Problem:
Select and copy each line of the listing below that contains the word "retaining", matching case exactly.

##### Listing #####

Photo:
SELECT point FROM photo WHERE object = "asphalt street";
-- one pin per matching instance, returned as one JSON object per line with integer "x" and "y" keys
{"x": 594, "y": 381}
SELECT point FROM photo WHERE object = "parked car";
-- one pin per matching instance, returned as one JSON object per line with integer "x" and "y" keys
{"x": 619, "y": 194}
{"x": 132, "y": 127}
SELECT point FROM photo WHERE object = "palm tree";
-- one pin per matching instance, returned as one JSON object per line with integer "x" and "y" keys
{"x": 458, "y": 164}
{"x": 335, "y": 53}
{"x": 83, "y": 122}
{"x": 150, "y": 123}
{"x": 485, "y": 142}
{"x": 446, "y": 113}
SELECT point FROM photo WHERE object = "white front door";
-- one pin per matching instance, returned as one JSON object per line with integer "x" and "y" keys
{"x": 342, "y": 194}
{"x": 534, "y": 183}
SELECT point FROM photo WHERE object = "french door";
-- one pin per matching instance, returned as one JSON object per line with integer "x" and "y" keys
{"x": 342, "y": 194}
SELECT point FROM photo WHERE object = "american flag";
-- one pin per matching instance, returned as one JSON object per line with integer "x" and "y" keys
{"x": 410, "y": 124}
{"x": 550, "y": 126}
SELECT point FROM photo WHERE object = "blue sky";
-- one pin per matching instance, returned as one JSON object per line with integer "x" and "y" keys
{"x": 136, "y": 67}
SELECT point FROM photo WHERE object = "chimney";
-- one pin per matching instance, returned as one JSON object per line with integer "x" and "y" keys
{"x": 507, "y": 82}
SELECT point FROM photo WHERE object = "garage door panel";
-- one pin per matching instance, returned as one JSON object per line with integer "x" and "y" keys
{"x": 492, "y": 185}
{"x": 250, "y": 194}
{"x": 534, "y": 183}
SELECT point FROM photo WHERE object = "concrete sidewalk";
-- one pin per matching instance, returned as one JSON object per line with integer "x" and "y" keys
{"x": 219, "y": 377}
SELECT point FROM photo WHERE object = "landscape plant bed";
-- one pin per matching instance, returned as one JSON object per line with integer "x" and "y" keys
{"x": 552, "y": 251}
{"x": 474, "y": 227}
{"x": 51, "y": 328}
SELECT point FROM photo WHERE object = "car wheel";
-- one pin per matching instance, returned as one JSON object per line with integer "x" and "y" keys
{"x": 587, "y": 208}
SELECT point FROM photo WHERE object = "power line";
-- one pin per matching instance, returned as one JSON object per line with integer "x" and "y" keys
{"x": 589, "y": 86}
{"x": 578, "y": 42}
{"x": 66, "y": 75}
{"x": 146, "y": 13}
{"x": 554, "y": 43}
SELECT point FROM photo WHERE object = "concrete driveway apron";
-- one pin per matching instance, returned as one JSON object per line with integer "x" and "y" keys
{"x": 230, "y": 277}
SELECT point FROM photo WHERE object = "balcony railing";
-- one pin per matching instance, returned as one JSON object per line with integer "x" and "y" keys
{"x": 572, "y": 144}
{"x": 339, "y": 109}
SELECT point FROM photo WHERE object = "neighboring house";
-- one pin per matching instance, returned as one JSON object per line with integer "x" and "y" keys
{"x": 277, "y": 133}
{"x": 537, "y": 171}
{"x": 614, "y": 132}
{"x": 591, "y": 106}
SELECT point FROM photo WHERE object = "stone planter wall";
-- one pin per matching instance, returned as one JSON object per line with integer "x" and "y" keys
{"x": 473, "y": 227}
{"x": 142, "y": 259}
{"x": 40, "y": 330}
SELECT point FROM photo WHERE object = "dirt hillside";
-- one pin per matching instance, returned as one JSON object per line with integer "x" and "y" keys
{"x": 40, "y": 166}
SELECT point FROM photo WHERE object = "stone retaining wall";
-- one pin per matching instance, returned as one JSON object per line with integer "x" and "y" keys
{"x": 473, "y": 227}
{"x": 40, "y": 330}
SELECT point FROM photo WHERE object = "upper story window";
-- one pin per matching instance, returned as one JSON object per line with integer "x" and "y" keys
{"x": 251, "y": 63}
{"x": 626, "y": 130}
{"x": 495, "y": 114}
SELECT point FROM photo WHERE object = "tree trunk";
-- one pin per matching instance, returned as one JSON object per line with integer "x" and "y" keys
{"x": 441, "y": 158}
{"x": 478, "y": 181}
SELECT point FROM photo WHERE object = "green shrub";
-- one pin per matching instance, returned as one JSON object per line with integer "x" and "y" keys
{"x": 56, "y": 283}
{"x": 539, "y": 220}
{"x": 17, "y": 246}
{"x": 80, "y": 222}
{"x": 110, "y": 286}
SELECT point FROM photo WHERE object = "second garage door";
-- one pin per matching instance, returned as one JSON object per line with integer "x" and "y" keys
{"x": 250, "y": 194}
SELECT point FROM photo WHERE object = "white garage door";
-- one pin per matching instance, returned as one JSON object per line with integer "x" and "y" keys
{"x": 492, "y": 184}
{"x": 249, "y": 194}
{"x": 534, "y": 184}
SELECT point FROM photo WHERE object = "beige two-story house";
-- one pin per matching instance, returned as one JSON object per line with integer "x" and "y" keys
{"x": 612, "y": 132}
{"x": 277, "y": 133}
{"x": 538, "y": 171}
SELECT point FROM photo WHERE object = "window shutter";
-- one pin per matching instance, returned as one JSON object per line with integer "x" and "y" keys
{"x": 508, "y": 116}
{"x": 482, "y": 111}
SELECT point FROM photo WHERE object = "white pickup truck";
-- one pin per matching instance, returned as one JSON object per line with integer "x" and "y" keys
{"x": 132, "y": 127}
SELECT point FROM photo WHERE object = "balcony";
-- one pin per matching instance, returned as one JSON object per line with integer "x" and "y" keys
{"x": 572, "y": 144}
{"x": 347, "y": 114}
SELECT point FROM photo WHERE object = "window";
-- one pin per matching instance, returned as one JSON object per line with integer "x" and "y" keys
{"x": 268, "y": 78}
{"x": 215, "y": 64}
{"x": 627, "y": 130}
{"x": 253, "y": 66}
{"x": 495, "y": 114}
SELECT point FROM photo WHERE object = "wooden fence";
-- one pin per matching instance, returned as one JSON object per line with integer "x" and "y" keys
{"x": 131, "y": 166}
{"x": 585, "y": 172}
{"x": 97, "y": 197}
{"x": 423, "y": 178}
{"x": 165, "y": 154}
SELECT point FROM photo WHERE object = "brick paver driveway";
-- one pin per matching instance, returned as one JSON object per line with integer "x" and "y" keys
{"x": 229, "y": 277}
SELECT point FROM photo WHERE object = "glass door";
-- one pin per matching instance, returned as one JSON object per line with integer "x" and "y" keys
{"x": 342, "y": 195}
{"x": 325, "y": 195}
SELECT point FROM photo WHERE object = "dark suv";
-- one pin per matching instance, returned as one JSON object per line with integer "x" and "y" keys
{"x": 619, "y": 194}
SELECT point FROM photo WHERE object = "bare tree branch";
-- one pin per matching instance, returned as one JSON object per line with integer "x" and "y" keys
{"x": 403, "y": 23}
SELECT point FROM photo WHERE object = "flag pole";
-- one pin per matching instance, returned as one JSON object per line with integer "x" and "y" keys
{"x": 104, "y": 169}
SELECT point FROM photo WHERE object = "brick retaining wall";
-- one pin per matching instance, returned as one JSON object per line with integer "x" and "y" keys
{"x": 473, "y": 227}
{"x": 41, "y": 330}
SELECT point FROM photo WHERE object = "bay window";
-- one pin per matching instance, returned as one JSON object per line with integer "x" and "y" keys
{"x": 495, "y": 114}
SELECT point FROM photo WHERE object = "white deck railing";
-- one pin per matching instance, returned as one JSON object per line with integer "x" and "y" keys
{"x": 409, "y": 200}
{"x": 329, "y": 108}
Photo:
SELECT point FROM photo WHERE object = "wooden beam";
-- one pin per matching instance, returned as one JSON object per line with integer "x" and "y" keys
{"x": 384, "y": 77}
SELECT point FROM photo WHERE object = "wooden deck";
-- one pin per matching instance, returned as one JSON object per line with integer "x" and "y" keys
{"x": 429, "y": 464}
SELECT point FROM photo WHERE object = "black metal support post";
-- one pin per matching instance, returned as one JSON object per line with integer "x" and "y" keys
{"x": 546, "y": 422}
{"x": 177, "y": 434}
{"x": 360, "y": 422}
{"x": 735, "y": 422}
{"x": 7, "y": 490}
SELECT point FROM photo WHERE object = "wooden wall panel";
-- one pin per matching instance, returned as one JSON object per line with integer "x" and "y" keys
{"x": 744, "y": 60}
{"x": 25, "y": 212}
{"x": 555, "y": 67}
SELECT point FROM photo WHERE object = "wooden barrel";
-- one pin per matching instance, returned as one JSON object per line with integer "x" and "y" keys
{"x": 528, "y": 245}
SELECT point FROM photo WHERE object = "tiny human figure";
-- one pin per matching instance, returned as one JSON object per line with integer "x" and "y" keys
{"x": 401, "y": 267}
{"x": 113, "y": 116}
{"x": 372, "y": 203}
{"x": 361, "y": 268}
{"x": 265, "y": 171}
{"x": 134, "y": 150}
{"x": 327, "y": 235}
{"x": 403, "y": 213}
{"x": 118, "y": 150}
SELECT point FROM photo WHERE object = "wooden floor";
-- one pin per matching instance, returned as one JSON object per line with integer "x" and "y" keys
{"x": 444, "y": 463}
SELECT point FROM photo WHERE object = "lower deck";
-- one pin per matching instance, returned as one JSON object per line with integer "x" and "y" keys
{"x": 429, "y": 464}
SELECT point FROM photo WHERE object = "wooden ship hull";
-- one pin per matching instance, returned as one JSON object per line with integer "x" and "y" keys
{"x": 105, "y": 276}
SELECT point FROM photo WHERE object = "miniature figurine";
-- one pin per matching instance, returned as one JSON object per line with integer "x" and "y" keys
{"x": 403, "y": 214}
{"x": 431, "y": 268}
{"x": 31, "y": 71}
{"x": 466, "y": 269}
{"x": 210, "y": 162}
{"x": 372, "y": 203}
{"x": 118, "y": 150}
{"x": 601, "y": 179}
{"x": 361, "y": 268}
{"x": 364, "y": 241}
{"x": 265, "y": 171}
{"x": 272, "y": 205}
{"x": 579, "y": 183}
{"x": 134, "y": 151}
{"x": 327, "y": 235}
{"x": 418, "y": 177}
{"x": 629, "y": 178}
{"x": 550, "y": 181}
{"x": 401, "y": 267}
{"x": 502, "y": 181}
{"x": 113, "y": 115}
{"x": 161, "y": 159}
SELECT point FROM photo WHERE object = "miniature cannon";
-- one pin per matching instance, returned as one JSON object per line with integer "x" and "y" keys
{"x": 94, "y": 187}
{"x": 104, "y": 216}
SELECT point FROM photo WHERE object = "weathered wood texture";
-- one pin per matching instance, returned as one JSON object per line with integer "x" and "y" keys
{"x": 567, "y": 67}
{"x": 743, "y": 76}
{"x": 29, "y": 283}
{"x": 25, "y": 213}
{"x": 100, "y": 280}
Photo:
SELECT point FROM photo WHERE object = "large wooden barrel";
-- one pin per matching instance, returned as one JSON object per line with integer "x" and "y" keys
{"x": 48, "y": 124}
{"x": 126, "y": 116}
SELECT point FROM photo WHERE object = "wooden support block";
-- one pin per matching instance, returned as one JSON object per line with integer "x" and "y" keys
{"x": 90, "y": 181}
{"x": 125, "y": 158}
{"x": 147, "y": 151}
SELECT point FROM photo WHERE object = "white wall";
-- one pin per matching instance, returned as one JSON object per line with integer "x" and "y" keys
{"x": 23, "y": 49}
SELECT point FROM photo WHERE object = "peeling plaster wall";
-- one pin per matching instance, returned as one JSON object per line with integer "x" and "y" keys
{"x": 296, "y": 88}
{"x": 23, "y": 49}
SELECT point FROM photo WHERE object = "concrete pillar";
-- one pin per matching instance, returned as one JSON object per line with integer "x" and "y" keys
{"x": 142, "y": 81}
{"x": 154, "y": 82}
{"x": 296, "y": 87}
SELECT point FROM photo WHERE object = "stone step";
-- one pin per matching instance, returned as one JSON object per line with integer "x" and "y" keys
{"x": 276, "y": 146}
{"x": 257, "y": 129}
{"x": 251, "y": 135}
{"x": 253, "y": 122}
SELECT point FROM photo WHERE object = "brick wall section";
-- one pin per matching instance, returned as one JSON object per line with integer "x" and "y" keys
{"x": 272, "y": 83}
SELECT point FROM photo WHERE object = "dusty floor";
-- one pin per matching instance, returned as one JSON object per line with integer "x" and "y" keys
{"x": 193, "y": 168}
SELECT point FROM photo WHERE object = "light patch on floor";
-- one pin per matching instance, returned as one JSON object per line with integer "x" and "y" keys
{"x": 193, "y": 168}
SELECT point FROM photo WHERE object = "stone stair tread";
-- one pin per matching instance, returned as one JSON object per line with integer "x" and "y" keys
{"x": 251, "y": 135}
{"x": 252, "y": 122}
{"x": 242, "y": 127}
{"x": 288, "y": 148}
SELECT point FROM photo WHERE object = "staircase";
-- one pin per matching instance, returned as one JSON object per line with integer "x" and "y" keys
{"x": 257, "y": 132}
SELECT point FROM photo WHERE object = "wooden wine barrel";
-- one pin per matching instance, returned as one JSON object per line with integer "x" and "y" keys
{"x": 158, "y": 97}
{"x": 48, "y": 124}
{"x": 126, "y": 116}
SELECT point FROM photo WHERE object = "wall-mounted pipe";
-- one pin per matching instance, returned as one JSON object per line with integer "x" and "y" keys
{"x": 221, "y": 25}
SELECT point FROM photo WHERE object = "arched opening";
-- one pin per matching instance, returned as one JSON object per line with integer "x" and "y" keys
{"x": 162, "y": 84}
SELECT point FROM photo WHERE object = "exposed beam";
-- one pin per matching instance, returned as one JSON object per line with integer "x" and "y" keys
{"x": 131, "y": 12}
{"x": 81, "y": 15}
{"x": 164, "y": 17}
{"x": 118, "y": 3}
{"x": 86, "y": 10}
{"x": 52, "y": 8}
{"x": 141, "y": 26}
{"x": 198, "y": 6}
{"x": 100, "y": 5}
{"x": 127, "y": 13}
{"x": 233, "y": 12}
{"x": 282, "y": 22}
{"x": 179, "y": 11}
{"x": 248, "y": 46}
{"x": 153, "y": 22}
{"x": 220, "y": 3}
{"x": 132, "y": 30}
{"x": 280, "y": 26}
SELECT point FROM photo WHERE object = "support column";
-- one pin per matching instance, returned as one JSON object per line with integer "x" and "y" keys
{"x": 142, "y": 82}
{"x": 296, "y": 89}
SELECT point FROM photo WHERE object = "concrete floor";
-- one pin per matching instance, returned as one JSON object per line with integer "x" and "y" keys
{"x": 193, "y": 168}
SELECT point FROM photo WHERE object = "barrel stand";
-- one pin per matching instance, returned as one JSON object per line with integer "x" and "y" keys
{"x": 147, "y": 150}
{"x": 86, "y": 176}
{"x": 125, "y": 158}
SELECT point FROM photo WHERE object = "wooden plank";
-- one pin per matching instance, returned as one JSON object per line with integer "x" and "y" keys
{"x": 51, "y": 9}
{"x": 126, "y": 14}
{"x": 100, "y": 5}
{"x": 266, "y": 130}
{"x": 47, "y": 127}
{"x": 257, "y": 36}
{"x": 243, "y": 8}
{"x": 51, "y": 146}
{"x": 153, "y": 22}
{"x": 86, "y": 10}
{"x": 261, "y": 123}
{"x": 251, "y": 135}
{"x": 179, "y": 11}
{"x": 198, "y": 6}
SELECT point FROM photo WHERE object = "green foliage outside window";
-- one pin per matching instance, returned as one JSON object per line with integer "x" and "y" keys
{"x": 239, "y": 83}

#####

Exercise result:
SELECT point FROM photo WHERE object = "stone retaining wall";
SELECT point FROM photo WHERE object = "brick retaining wall";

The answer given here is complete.